Aim of the exercise
Count the lines in the records below that contain the string "water", treating case as significant. Reply with the number alone.

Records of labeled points
BEGIN

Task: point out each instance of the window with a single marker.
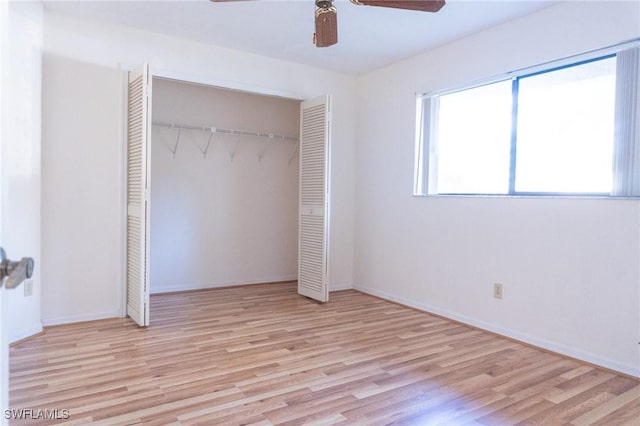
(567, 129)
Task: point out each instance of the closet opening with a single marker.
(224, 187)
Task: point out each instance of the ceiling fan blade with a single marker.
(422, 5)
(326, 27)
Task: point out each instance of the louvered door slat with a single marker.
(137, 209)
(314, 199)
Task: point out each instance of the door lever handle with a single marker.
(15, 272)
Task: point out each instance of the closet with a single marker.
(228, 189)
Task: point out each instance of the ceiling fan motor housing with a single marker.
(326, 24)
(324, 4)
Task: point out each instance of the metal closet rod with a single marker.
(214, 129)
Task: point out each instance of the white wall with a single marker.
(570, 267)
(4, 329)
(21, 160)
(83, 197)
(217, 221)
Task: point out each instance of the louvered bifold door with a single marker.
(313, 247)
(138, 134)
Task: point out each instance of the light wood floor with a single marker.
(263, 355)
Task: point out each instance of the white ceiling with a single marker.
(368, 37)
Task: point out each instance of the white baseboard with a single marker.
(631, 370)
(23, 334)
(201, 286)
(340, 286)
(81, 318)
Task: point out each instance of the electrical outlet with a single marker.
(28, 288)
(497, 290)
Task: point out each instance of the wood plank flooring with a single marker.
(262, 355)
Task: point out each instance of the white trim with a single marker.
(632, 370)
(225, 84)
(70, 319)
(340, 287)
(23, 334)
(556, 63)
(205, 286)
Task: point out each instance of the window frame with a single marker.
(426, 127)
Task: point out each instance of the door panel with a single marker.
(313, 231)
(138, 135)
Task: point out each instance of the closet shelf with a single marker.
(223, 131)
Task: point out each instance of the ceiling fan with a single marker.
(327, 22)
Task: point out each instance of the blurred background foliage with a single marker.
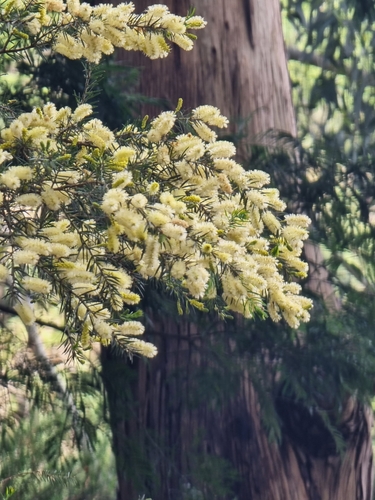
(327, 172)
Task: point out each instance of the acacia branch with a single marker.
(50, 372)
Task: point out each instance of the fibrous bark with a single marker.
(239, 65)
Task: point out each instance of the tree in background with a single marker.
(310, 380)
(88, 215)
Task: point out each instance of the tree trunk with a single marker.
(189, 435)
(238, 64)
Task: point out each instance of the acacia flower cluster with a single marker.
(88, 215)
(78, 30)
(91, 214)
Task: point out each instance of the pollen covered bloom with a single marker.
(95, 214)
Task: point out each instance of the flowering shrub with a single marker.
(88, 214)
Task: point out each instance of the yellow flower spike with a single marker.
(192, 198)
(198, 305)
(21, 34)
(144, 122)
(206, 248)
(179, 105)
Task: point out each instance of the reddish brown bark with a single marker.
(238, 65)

END
BEGIN

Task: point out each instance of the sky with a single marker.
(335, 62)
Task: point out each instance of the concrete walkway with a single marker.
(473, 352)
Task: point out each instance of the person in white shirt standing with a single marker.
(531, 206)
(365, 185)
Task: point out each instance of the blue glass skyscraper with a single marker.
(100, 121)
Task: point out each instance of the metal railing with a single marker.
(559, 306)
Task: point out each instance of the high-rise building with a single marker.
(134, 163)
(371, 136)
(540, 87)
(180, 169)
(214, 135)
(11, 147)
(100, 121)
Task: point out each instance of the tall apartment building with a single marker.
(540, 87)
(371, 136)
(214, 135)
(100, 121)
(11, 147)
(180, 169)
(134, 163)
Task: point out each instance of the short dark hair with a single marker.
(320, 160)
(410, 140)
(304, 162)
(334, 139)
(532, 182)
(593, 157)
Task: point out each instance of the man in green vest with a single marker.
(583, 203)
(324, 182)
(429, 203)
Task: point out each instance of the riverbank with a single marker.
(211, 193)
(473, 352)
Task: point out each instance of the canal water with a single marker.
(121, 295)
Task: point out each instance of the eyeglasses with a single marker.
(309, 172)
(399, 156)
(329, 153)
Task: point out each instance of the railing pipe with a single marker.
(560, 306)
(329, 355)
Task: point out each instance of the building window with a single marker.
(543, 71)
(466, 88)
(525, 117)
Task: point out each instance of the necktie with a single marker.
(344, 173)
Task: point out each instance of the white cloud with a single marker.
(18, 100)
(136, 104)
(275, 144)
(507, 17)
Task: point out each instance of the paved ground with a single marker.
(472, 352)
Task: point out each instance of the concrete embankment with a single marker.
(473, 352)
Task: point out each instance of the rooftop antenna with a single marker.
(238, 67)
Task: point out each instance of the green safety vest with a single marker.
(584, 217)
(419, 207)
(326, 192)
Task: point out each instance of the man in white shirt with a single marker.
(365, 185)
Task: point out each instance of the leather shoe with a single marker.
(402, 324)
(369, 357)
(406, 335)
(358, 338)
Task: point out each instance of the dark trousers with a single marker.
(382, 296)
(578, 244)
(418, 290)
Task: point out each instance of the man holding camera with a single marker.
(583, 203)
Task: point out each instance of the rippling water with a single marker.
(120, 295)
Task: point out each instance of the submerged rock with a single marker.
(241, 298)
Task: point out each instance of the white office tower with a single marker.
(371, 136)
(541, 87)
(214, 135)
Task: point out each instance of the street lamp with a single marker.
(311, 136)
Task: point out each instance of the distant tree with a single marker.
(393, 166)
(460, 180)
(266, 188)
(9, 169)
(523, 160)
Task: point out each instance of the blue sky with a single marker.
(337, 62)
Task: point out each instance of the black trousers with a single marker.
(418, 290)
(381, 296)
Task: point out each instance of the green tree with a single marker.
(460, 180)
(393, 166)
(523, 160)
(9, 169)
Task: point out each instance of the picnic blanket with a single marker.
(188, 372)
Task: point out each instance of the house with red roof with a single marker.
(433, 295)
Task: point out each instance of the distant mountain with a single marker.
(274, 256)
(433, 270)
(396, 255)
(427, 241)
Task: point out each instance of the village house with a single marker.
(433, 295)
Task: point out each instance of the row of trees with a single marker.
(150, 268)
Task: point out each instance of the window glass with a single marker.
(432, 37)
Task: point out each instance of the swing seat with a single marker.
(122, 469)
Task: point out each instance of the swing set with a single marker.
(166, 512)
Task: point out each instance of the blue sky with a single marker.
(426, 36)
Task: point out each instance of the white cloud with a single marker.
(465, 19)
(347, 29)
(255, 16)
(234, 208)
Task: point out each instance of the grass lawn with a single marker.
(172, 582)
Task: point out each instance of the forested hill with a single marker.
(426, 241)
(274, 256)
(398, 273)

END

Response to this task
2